Dataset items
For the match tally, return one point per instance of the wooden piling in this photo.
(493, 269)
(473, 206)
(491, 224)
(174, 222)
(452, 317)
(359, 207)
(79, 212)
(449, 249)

▶ Work instruction
Repeat every entry exactly, leaving nothing out.

▶ Output of the exercise
For the match tally, return one point per instance of the wooden piling in this photo.
(493, 269)
(473, 206)
(491, 224)
(174, 222)
(452, 317)
(359, 207)
(79, 212)
(449, 249)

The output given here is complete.